(EXCERPT PROVIDED):
------------

The reality is very different.
Culture has become a key differentiator of how and why organizations outperform. This has ALWAYS been true – you only need to look at the meteoric success of global companies such as LEGO, Airbnb, Zappos, BMW, Adobe, Ella’s Kitchen, United Airlines, or IKEA to see how important culture can be.
Post-pandemic, this is more important than ever. Organizations can leverage culture as a powerful leadership tool, across all functions and types of organization – they may just need a forward-thinking HR leader, or leadership team, to ensure this is high on the agenda.
The aformentioned 2018 Gartner study gives us pretty clear evidence as to why all leaders should take responsibility for workforce-alignment:
- Culture is the most discussed talent issue on earnings calls, with mentions growing 12% annually since 2010.
- Only 31% of leaders feel they know how to get their culture to perform.
- Better alignment increases employee performance by up to 9%.
3 Steps to Creating Team Alignment
A successful organization needs not just the right processes in place, but a shared culture and vision, to be able to thrive. If your people are not living and breathing your values every day, maintaining success will be a challenge at best and at worst, simply unsustainable.
Here are three key steps to creating team alignment.

------------

(RECORDS PROVIDED):

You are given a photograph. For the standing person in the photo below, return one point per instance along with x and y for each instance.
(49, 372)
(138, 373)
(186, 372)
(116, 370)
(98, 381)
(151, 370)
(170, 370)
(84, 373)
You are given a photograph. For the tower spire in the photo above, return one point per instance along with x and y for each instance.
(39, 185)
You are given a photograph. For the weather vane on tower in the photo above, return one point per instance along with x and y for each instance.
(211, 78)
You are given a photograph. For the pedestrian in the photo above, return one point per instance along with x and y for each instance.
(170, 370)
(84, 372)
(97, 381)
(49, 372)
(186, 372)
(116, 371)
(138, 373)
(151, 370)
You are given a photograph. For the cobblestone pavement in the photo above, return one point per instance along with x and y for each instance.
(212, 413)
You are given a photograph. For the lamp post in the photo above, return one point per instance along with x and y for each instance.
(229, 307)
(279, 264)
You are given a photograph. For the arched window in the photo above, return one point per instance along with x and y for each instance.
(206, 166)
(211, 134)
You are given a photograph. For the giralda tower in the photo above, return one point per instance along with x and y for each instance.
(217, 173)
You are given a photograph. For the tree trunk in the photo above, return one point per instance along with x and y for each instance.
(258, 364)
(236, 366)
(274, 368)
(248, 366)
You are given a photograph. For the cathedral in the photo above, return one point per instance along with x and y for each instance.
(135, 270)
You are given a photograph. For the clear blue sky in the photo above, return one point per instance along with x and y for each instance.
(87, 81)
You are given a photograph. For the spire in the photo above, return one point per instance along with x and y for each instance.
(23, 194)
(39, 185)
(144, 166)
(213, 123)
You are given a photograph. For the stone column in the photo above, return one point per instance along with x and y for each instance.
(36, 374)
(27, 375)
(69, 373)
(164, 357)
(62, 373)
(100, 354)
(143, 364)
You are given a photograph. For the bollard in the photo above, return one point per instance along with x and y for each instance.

------------

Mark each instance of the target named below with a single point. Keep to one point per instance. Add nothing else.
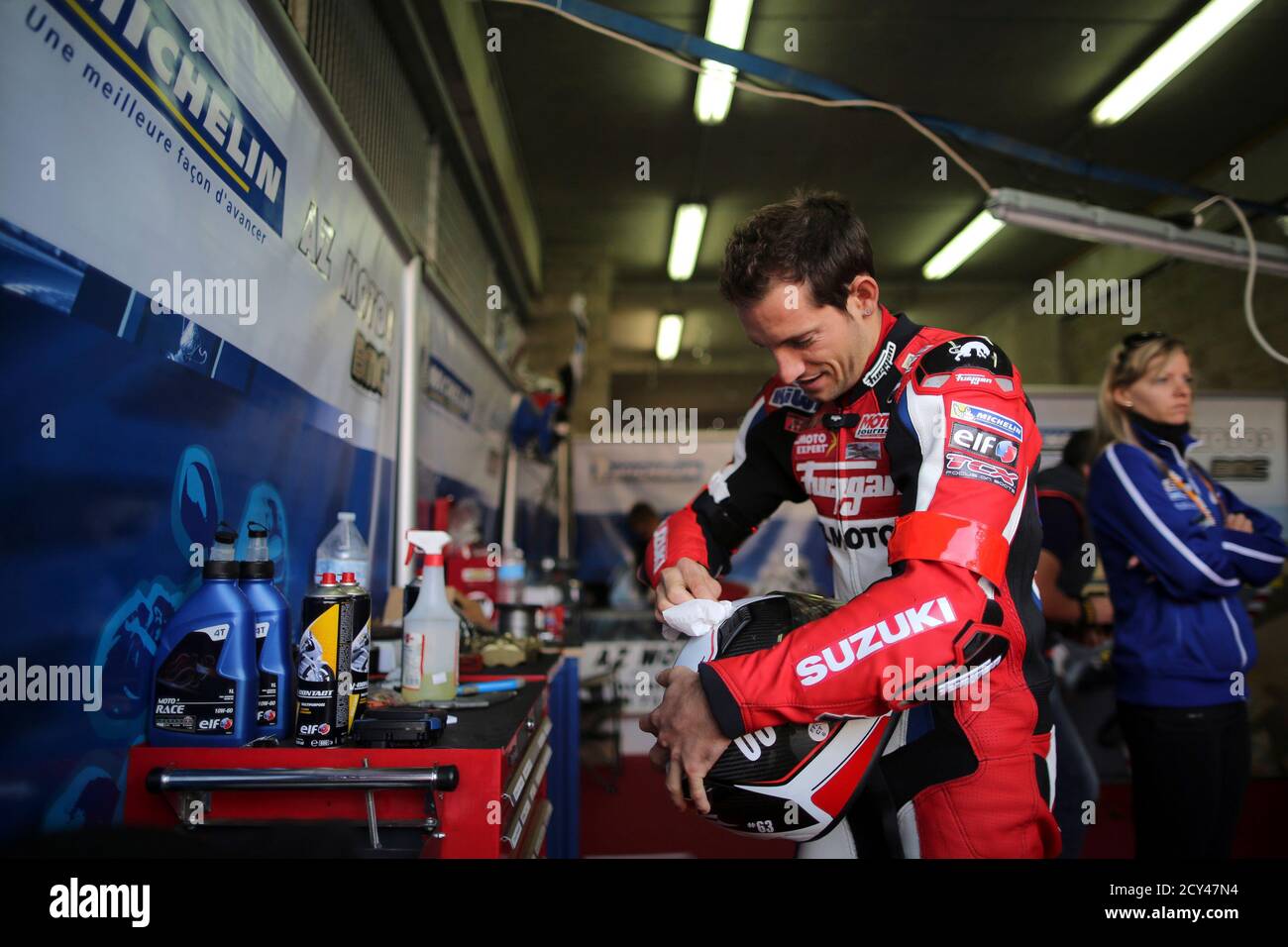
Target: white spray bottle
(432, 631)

------------

(EXERCISE DESCRIPTION): Pick up the excerpt on workplace culture and team alignment after its final sentence and write the next part of it.

(SOLVED EXERCISE):
1. Set Clear Expectations
Make sure employees are clear on what is expected of them, as well as what they can expect from the company’s managers and leaders. For example:
- What outcomes are we trying to achieve?
- What’s in it for them?
- How will the change (and any related training on team alignment) be relevant to their role?
- How long will it take?
- Who is involved?
- What commitment will they be required to make?
It’s important that this process includes gathering input at every stage. It’s vital everyone feels part of the journey and the organization feels inclusive by prioritizing diversity of thought.
2. Obtain Team's Commitment
Every person’s needs are unique but most share similar expectations for training and change initiatives - they need to be valuable, respectful, and engaging. If it’s not a shared goal, it’s just your own goal. Initiatives that consistently meet these standards will have the best chance of creating satisfied employees.
Understand whether a shift is being made, or whether this is more a realignment to cultural values that exist already. Ensure first that the management and leadership team buys into this. They will need to live and breathe the culture for it to be replicable across the organization.
This alignment of energy and emotion is a powerful agent of change.
It guides people and keeps them on the path to future success.
Communicate this at every stage - consider how this becomes part of training, company-wide events, project evaluation, and definitions of success. Alignment is not easy!
3. Follow Up
A Harvard study found a shocking 93% of employees don’t fully understand their company’s business strategies and goals or how they're expected to help achieve them.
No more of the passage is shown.